=== Section Start ===
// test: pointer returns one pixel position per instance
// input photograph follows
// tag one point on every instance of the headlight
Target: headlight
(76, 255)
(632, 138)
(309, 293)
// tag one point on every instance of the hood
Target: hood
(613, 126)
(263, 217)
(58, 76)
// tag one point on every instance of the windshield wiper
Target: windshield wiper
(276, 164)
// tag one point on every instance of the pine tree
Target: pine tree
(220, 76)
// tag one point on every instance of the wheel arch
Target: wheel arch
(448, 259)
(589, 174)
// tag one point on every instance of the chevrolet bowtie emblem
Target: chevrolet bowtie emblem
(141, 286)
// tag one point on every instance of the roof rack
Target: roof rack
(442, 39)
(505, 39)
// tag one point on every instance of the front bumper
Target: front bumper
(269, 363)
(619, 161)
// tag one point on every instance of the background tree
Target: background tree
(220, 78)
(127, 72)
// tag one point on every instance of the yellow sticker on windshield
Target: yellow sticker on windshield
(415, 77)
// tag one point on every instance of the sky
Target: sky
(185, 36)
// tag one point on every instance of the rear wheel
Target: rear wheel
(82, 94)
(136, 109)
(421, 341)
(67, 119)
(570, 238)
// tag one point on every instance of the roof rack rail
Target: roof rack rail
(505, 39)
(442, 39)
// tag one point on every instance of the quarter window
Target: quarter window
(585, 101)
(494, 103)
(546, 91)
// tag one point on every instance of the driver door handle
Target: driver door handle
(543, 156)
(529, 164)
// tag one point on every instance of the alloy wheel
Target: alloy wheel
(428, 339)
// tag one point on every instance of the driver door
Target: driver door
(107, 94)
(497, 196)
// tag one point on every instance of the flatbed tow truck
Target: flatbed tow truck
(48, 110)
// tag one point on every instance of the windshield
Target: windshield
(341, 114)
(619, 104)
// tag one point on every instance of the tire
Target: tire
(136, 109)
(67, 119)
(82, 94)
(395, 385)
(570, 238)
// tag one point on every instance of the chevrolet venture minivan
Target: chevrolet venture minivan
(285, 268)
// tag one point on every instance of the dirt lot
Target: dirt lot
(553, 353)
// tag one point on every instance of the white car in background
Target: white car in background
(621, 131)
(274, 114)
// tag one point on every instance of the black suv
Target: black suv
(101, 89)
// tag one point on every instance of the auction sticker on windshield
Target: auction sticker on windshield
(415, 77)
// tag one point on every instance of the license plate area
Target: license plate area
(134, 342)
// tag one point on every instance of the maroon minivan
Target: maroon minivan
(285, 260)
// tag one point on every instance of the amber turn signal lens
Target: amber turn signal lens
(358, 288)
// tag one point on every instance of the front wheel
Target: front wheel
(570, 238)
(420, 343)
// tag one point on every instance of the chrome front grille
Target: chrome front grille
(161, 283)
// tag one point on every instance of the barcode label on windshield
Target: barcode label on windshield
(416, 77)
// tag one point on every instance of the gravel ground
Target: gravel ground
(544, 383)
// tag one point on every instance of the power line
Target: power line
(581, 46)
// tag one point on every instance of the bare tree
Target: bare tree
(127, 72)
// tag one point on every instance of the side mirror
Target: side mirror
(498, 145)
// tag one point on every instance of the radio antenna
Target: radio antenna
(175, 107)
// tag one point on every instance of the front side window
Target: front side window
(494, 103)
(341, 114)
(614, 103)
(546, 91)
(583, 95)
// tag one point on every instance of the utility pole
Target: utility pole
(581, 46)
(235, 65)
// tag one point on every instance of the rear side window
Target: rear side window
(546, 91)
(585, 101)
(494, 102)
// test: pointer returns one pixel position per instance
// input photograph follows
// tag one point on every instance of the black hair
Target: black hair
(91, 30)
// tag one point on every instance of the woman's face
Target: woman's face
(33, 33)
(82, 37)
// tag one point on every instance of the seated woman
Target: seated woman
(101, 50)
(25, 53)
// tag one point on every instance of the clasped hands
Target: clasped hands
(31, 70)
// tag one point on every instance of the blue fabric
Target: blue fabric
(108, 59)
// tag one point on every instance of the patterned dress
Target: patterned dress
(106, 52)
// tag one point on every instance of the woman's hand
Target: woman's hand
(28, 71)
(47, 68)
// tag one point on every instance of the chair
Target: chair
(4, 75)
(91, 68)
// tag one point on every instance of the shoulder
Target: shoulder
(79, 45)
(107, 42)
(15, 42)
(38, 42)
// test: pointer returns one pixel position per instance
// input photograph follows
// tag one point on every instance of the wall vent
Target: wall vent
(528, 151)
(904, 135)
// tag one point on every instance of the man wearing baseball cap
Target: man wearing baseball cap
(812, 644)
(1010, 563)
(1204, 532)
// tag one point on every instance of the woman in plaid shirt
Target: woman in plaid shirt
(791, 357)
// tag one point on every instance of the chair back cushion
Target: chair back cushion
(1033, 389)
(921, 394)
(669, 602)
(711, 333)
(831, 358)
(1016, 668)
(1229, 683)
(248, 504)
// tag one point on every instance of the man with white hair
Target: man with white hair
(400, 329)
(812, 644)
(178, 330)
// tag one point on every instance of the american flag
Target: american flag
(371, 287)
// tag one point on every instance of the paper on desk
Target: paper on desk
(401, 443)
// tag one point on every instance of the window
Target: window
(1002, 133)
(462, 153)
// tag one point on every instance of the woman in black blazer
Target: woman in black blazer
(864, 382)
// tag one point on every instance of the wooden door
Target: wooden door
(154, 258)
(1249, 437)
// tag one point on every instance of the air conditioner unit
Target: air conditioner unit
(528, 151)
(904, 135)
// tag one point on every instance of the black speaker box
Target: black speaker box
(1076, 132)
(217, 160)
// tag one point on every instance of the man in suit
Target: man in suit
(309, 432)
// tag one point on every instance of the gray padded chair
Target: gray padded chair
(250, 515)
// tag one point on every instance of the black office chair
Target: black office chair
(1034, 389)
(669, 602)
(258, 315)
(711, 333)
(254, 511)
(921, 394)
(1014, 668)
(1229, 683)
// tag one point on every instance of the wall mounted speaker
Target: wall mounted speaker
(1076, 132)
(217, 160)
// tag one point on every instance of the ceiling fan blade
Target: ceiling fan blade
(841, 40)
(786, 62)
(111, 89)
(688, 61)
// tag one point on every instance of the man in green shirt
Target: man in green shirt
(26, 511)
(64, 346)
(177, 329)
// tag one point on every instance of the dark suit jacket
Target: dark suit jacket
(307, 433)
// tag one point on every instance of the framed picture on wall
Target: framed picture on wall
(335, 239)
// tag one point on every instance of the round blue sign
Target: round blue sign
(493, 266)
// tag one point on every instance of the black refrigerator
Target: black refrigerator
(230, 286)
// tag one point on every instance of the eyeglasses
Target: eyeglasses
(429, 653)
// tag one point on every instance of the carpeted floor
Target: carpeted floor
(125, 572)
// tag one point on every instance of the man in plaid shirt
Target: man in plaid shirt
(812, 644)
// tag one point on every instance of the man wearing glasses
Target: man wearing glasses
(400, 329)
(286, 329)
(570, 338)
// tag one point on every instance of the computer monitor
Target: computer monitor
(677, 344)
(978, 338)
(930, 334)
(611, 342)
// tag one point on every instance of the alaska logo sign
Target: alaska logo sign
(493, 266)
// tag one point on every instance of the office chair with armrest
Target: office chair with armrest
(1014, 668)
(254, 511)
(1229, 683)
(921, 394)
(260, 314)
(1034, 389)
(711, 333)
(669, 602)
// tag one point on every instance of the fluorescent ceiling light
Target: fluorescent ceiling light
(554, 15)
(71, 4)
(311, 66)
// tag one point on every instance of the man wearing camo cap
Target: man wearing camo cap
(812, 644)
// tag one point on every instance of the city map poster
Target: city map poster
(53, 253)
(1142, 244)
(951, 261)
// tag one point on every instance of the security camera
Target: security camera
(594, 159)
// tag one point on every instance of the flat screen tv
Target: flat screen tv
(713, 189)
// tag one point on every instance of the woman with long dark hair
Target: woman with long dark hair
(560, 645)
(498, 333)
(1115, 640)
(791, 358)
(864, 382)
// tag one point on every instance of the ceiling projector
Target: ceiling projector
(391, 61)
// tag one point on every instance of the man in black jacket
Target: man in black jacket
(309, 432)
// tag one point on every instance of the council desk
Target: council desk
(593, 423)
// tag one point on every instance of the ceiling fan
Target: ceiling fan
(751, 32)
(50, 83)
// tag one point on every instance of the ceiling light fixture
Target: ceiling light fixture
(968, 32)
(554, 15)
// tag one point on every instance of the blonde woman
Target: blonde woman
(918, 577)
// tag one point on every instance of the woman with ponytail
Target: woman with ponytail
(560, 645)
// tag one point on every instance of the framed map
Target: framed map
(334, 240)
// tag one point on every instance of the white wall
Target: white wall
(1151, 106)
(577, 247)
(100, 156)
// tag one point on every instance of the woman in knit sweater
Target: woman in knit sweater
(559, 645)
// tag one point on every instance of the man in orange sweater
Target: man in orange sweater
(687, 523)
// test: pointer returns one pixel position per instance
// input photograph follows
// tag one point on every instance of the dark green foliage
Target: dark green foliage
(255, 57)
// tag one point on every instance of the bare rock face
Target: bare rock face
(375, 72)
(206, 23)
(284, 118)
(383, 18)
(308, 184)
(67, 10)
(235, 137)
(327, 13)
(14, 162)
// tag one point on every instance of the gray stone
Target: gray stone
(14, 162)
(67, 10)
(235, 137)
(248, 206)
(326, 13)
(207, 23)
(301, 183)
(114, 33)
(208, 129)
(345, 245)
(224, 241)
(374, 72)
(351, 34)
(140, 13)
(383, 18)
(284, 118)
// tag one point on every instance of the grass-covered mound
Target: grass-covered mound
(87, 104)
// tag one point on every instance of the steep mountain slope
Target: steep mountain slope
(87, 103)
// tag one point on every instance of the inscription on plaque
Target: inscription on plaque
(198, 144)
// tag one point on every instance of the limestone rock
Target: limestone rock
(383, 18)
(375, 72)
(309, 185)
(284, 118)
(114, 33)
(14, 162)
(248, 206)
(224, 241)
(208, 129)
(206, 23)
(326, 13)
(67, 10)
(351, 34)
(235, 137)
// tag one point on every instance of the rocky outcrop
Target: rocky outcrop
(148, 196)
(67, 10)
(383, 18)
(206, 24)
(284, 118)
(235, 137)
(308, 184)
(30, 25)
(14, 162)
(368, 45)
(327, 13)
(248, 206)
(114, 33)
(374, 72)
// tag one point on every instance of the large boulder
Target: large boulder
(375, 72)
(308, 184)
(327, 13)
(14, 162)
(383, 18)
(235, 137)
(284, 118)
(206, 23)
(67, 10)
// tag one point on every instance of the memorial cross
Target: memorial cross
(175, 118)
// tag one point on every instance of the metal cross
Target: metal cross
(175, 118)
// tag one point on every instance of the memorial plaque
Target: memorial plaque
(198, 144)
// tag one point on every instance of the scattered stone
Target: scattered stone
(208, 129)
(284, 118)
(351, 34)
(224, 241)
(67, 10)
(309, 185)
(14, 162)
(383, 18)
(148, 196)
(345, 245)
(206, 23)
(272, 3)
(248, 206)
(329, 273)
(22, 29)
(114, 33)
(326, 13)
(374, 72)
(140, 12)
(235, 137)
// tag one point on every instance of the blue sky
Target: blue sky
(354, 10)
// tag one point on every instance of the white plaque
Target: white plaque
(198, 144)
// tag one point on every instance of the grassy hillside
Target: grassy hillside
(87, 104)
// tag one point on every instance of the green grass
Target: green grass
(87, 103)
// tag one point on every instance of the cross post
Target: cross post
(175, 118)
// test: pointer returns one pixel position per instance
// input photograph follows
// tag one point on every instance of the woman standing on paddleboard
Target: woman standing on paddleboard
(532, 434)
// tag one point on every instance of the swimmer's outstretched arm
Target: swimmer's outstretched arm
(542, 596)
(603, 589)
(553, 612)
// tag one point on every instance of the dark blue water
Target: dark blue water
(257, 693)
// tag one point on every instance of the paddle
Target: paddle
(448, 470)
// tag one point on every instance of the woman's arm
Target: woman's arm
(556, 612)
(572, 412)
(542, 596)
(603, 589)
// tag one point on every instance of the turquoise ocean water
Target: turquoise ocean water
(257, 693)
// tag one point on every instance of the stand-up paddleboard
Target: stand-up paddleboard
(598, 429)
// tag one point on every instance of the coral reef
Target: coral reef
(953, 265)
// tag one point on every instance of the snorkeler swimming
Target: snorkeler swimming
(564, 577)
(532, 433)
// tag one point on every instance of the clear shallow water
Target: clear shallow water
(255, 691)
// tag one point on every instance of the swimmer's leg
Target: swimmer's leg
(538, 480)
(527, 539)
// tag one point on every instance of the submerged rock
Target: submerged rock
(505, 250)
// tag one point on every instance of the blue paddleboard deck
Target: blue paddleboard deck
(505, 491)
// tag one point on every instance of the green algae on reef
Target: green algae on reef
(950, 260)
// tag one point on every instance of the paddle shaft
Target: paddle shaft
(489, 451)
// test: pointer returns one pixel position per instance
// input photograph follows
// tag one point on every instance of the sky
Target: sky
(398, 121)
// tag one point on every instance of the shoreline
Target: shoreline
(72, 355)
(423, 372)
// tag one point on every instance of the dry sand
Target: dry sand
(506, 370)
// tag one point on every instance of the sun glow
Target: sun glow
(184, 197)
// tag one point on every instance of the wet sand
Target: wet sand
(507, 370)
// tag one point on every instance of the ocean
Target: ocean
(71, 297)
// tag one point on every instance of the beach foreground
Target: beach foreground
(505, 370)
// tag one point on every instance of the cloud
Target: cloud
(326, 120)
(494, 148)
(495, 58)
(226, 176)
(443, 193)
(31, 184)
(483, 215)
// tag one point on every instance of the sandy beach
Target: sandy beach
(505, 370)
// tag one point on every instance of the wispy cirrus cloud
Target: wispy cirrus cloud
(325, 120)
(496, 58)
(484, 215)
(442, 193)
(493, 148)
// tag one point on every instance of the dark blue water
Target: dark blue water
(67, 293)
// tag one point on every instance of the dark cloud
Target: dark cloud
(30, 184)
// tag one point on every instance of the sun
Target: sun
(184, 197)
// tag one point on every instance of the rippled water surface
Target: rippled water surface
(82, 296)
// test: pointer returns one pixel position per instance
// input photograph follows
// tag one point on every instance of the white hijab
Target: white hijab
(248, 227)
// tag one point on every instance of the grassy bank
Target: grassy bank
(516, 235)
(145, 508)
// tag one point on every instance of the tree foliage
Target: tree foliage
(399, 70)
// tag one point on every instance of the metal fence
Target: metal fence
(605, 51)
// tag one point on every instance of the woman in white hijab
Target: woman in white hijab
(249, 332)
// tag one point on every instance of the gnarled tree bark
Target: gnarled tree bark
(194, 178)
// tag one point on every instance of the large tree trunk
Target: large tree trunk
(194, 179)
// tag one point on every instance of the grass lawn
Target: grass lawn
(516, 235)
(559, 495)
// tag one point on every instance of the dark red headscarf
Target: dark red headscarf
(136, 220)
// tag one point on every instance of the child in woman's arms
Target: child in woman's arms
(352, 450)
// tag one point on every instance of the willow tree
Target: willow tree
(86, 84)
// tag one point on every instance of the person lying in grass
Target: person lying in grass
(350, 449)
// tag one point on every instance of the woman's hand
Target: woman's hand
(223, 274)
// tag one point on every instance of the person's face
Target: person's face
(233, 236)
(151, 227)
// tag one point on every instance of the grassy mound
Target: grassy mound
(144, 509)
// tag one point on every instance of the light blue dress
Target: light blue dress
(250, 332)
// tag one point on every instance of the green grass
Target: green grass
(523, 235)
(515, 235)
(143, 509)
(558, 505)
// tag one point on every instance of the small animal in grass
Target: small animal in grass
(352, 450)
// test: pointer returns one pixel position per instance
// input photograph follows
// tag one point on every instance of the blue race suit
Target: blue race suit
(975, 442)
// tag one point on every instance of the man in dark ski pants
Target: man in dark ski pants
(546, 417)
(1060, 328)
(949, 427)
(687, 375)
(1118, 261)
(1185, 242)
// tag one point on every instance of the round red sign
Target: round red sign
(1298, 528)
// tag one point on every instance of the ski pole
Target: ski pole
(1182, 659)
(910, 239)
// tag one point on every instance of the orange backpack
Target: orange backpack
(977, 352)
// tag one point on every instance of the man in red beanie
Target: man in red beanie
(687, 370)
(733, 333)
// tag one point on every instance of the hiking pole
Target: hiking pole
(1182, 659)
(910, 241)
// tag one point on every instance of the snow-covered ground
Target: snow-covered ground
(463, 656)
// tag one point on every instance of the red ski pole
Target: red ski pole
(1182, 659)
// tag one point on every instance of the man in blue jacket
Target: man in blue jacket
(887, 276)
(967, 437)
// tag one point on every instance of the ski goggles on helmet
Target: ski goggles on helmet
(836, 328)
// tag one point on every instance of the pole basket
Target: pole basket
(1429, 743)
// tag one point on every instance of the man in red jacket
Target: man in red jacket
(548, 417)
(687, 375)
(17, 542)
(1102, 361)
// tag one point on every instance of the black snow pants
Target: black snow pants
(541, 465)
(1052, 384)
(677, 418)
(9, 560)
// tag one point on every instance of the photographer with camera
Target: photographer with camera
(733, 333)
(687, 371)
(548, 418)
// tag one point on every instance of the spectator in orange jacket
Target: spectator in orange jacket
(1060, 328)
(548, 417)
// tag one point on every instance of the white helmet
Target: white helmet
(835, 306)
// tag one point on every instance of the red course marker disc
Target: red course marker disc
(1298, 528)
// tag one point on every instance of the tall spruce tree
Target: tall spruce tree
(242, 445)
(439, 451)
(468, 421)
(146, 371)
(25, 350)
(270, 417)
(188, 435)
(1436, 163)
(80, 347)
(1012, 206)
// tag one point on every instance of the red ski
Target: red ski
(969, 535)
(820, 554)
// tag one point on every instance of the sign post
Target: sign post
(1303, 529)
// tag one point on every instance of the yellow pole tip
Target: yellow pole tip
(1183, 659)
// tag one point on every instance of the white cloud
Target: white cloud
=== Section End ===
• _Your objective_:
Your output should be an exact copy of the lines from the top of the listing above to the line with "of the tire", both ends included.

• _Output for this task_:
// test: pointer returns one pixel position per instance
// input photograph follows
// tag one point on every instance of the headlight
Target: headlight
(76, 255)
(632, 138)
(309, 293)
// tag one point on every instance of the hood
Target: hood
(613, 126)
(263, 217)
(58, 76)
// tag one point on every instance of the windshield wiper
Target: windshield wiper
(276, 164)
// tag one point on every instance of the pine tree
Target: pine tree
(220, 76)
// tag one point on every instance of the wheel arch
Target: wheel arch
(448, 259)
(589, 174)
// tag one point on every instance of the chevrolet bowtie emblem
Target: chevrolet bowtie emblem
(141, 286)
// tag one point on every instance of the roof rack
Target: roof rack
(442, 39)
(505, 39)
// tag one point on every instance of the front bumper
Target: front bumper
(269, 363)
(619, 161)
// tag one point on every instance of the background tree
Target: background tree
(220, 78)
(127, 72)
// tag one point on every instance of the yellow sticker on windshield
Target: yellow sticker on windshield
(415, 77)
// tag one point on every instance of the sky
Target: sky
(185, 36)
// tag one point on every instance of the rear wheel
Target: rear wheel
(82, 94)
(136, 109)
(421, 341)
(67, 119)
(570, 238)
// tag one point on every instance of the roof rack rail
Target: roof rack rail
(505, 39)
(442, 39)
// tag one point on every instance of the quarter window
Target: quarter window
(585, 101)
(494, 103)
(546, 91)
// tag one point on every instance of the driver door handle
Target: driver door handle
(543, 156)
(529, 164)
// tag one point on every instance of the alloy wheel
Target: alloy wheel
(428, 339)
// tag one point on every instance of the driver door
Target: driver door
(107, 94)
(497, 196)
// tag one point on every instance of the flatbed tow truck
Target: flatbed tow truck
(48, 110)
// tag one point on every instance of the windshield
Target: windshield
(341, 114)
(619, 104)
// tag one point on every instance of the tire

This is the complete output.